__PASSAGE TO READ__
= Beginning of Section =
We expect at the 95% confidence interval for 0 to fall within the confidence bounds.

Fuel efficiency

Fuel efficiency of manual and automatic cars, Part II. (7.28, p. 276) The table provides summary statistics on highway fuel economy of cars manufactured in 2012. Use these statistics to calculate a 98% confidence interval for the difference between average highway mileage of manual and automatic cars, and interpret this interval in the context of the data.

fuel_eff <- read.csv("https://github.com/jbryer/DATA606Fall2019/raw/master/course_data/fuel_eff.csv")

rows <- fuel_eff %>% 
  filter(transmission == "M" | transmission == "A") %>% 
  droplevels()

#inference(y = rows$hwy_mpg, x=rows$transmission, est = "mean", type = "ci", null = 0, 
#          alternative = "twosided", method = "theoretical",
#          conflevel = 0.98)

Automatic transmission vehicles perform 4mpg lower than manual transmission vehicles and at the 98% confidence interval is: (-5.2402, -2.7674).

Email outreach efforts

Email outreach efforts. (7.34, p. 284) A medical research group is recruiting people to complete short surveys about their medical history. For example, one survey asks for information on a person’s family history in regards to cancer. Another survey asks about what topics were discussed during the person’s last visit to a hospital. So far, as people sign up, they complete an average of just 4 surveys, and the standard deviation of the number of surveys is about 2.2. The research group wants to try a new interface that they think will encourage new enrollees to complete more surveys, where they will randomize each enrollee to either get the new interface or the current interface. How many new enrollees do they need for each interface to detect an effect size of 0.5 surveys per enrollee, if the desired power level is 80%?
= End of Section =
__WORK INSTRUCTION 1__
In the statistics exercise text, list every argument name given inside the commented-out inference call.
__WORK INSTRUCTION 2__
Write what comes next in the statistics exercise text, starting right after its final sentence.

__DATA BLOCK__
= Beginning of Section =
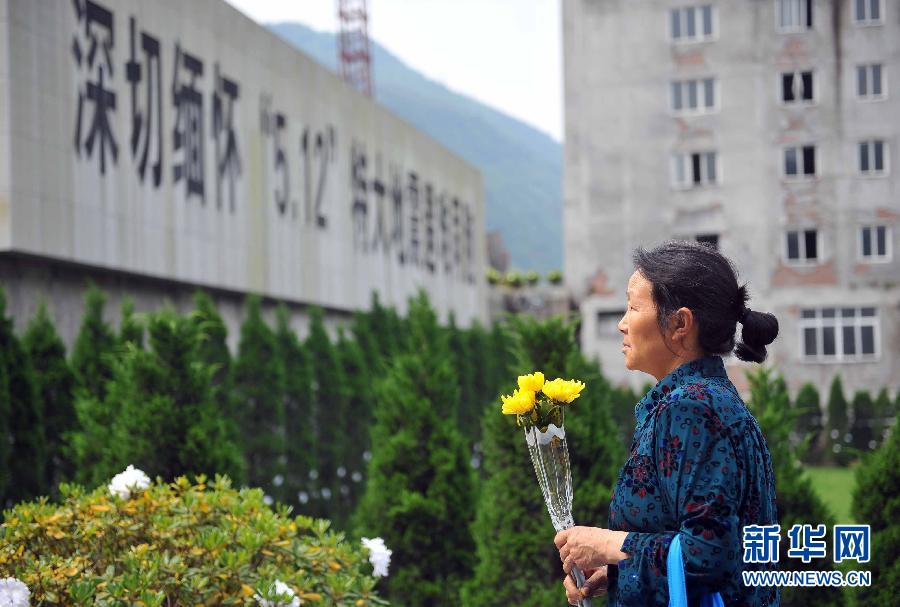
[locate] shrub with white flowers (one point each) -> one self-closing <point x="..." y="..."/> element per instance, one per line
= End of Section =
__TASK RESULT 1__
y, x, est, type, null, alternative, method, conflevel

__TASK RESULT 2__
Conditions: Since its a randomized study, we can assume independence.

\(H_{0}\): There is no difference

\(H_{A}\):There is a difference

desired_power <- 80
effect_size <- 0.5

m <- 4
sd <- 2.2

n <- (2.8^2) / effect_size^2 * (sd^2 + sd^2)

\[0.84 * SE + 1.96 * SE = 2.8 * SE\\ 0.5 = 2.8 * SE\\ 0.5 = 2.8 * \sqrt{\frac{2.2^2}{n} + \frac{2.2^2}{n}}\\ n = \frac{2.8^2}{0.5^2} * (2.2^2 + 2.2^2) = 303.5648\]

We need ~304 participants per group

Work hours and education

Work hours and education. The General Social Survey collects data on demographics, education, and work, among many other characteristics of US residents.47 Using ANOVA, we can consider educational attainment levels for all 1,172 respondents at once. Below are the distributions of hours worked by educational attainment and relevant summary statistics that will be helpful in carrying out this analysis.

  1. Write hypotheses for evaluating whether the average number of hours worked varies across the five groups.

\(H_{0}\)=: The work hours is the same within each group - any observed differences are due to chance

\(H_{A}\): The work hours DO vary across groups

  1. Check conditions and describe any assumptions you must make to proceed with the test.

Groups are independent

Within Groups are approximately normal

Variance across groups is similar

  1. Below is part of the output associated with this test. Fill in the empty cells.
aov_out <- aov(hrs1 ~ degree,data=gss)
summary(aov_out)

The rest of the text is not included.